- _Travail demandé_:
1. Dans le texte sur Renger-Patzsch, reprenez le passage qui s'ouvre sur les mots contenant « Mélancolie naturelle » et se termine par « photographier le froid. », en remplaçant « neige » par « glace ».
2. Selon le texte sur Renger-Patzsch, à quelle date et dans quel lieu le photographe est-il mort ?

- _Texte fourni_:
- - - - -

Mélancolie naturelle
J’adore cette forêt, dont les arbres ont des allures d’arrêtes de poisson, ils s’opposent à la douceur de la neige. Une fois encore, c'est la confrontation entre deux univers… Ces arbres sont aussi le symbole d’une vie après la folie de la guerre... J’ai aussi l’impression que l’artiste a réussi à photographier le froid.
Le temps des pierres
A la fin de sa vie, le photographe s’intéresse de très près la géologie. Il voyage en France, en Norvège, en Irlande, en Italie, en Suède, en Allemagne, dans le seul but de rechercher des pierres à photographier. Sur ces photos, les roches deviennent, dans la partie basse des tourbillons, et dans la partie haute des architectures. Les écrivains Ernst Jünger et Heinrich Böll étaient particulièrement admiratifs des travaux artistiques géologiques d’Albert Renger-Patzsch. Je regarde ce cliché et une fois de plus j’ai l’impression que c’est l’âme de la pierre que vous nous montrer l’artiste. C'est donc aussi une belle réflexion sur le temps. J’ai le sentiment de regarder une gravure, sombre. Le 27 septembre 1966, après avoir reçu de nombreuses récompenses, Renger-Patzsch meurt à Wamel, aux Pays-Bas.

- - - - -

(Enregistrements d'un jeu de données d'annotation)
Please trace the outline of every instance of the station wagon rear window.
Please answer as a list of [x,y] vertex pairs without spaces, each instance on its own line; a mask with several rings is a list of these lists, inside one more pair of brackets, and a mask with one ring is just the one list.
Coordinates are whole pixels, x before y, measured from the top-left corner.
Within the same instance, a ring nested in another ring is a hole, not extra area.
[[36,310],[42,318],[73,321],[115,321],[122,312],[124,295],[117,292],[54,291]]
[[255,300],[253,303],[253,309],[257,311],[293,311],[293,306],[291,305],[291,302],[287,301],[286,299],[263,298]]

- - - - -

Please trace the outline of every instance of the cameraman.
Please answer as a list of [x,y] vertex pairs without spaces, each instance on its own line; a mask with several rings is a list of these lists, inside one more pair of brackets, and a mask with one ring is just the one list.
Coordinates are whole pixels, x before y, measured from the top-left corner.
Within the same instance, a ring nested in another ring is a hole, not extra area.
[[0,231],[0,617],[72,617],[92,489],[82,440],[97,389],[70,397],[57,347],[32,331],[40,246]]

- - - - -

- _Corrigés_:
1.
Mélancolie naturelle
J’adore cette forêt, dont les arbres ont des allures d’arrêtes de poisson, ils s’opposent à la douceur de la glace. Une fois encore, c'est la confrontation entre deux univers… Ces arbres sont aussi le symbole d’une vie après la folie de la guerre... J’ai aussi l’impression que l’artiste a réussi à photographier le froid.

2. Le 27 septembre 1966, à Wamel, aux Pays-Bas.